EXTRACTED TEXT:
↓
The Atlas Economic Research Foundation – a libertarian leaning organization – recently released a video featuring Foundation Vice-President Tom G. Palmer. Titled “Free Trade: The Great Prosperity Machine,” the video aims to make a compelling case for why free trade is good for everyone, not just foreign competitors, and makes reference to the classic libertarian economist Frederic Bastiat. Interested viewers can look here:
However, there are some problems with the video. For one thing, I’m not sure precisely who Palmer thinks his audience is, or who he wants it to be. Is he trying to persuade people on the Left? If so, then I don’t know how effective it is to talk about the benefits of exchange, since most Leftists view the exchanges that go on in trade relationships as fundamentally exploitative.
Moreover, Palmer’s argument that trade generates peace, while it could persuade some people to switch their position, probably won’t make a dent in the hardcore isolationist Left, which views trade as just another element of the military industrial complex and of the globalized order that underlies it. Maybe Palmer intends his video to speak to the more moderate technocratic Left, insofar as he uses scientific metaphors, but this seems like preaching to the choir. The moderate technocratic Left, as personified by Bill Clinton, has often been an ally of the internationally-oriented Right and the libertarian movement when it comes to trade, and I have yet to see any indicators that this attitude is changing.
What about the protectionist Right? Here things aren’t particularly encouraging either.
↑
Retype the entire commentary on the free trade video above, word for word. The listing that comes next has no connection to the commentary on the free trade video.

Extracted records
↓
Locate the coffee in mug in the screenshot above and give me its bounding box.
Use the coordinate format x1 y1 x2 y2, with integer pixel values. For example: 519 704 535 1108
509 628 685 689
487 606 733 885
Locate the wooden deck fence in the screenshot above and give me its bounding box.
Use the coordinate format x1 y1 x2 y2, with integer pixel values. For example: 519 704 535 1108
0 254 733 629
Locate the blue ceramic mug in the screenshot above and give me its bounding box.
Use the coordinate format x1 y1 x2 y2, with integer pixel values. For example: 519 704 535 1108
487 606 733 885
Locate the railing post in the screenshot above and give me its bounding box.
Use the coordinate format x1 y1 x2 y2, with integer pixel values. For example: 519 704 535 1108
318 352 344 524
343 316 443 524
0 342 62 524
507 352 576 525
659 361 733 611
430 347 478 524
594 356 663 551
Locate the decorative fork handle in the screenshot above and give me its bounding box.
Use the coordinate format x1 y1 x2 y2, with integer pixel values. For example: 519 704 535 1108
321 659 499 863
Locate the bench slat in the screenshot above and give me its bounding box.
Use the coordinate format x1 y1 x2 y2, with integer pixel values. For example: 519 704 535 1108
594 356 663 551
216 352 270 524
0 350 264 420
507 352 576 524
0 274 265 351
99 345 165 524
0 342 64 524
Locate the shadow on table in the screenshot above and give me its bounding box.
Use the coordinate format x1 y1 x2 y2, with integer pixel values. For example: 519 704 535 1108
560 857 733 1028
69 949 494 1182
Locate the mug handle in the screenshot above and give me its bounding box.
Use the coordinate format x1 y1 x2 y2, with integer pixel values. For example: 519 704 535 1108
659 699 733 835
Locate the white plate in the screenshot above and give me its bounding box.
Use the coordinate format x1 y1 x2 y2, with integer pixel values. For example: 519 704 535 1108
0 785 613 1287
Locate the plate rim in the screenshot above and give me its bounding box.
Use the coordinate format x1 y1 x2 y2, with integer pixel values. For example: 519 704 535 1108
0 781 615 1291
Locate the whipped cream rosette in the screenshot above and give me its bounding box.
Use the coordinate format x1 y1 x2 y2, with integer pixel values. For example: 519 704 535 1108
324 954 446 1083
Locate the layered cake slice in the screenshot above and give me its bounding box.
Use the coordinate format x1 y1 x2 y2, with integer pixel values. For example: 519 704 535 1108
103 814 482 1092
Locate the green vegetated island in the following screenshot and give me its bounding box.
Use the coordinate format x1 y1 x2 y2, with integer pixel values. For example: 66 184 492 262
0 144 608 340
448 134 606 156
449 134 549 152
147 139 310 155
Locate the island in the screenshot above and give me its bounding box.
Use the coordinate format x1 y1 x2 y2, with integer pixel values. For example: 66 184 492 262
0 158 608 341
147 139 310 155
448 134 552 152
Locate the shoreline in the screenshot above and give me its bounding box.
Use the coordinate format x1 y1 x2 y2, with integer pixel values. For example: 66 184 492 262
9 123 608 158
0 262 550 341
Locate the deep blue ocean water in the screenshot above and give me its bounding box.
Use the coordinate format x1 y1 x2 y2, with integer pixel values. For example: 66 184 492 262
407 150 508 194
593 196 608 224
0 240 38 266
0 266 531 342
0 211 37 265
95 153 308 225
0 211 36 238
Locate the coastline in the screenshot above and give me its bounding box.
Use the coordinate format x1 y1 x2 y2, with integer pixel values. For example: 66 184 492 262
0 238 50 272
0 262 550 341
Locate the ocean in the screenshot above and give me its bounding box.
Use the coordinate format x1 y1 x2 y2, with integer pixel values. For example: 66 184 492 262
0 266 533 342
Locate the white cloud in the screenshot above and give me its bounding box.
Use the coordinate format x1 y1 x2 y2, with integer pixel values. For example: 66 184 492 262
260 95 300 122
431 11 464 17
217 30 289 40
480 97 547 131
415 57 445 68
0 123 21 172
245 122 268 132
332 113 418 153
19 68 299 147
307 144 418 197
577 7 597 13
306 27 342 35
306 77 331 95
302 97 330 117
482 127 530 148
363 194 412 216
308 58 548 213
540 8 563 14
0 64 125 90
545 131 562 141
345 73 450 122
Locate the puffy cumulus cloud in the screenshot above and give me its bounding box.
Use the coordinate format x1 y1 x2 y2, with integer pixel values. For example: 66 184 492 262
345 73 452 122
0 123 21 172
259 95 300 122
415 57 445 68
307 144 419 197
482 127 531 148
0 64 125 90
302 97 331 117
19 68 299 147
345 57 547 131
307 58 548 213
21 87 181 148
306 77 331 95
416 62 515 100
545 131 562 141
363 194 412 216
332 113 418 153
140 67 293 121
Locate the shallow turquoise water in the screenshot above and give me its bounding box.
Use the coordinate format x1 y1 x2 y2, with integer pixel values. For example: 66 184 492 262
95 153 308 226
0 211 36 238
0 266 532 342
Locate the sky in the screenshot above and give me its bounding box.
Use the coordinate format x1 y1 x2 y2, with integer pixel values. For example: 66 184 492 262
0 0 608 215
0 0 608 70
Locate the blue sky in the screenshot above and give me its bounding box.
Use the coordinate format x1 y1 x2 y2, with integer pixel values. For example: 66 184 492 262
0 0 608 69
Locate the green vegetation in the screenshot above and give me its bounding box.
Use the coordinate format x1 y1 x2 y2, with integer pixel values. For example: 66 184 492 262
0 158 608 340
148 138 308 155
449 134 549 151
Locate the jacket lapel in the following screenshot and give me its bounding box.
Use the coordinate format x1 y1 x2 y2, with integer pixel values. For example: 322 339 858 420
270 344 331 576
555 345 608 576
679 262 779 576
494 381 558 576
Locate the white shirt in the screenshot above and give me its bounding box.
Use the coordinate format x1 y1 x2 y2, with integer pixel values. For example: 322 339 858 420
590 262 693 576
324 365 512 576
↑
SOLUTION TO THIS EXERCISE:
The Atlas Economic Research Foundation – a libertarian leaning organization – recently released a video featuring Foundation Vice-President Tom G. Palmer. Titled “Free Trade: The Great Prosperity Machine,” the video aims to make a compelling case for why free trade is good for everyone, not just foreign competitors, and makes reference to the classic libertarian economist Frederic Bastiat. Interested viewers can look here:
However, there are some problems with the video. For one thing, I’m not sure precisely who Palmer thinks his audience is, or who he wants it to be. Is he trying to persuade people on the Left? If so, then I don’t know how effective it is to talk about the benefits of exchange, since most Leftists view the exchanges that go on in trade relationships as fundamentally exploitative.
Moreover, Palmer’s argument that trade generates peace, while it could persuade some people to switch their position, probably won’t make a dent in the hardcore isolationist Left, which views trade as just another element of the military industrial complex and of the globalized order that underlies it. Maybe Palmer intends his video to speak to the more moderate technocratic Left, insofar as he uses scientific metaphors, but this seems like preaching to the choir. The moderate technocratic Left, as personified by Bill Clinton, has often been an ally of the internationally-oriented Right and the libertarian movement when it comes to trade, and I have yet to see any indicators that this attitude is changing.
What about the protectionist Right? Here things aren’t particularly encouraging either.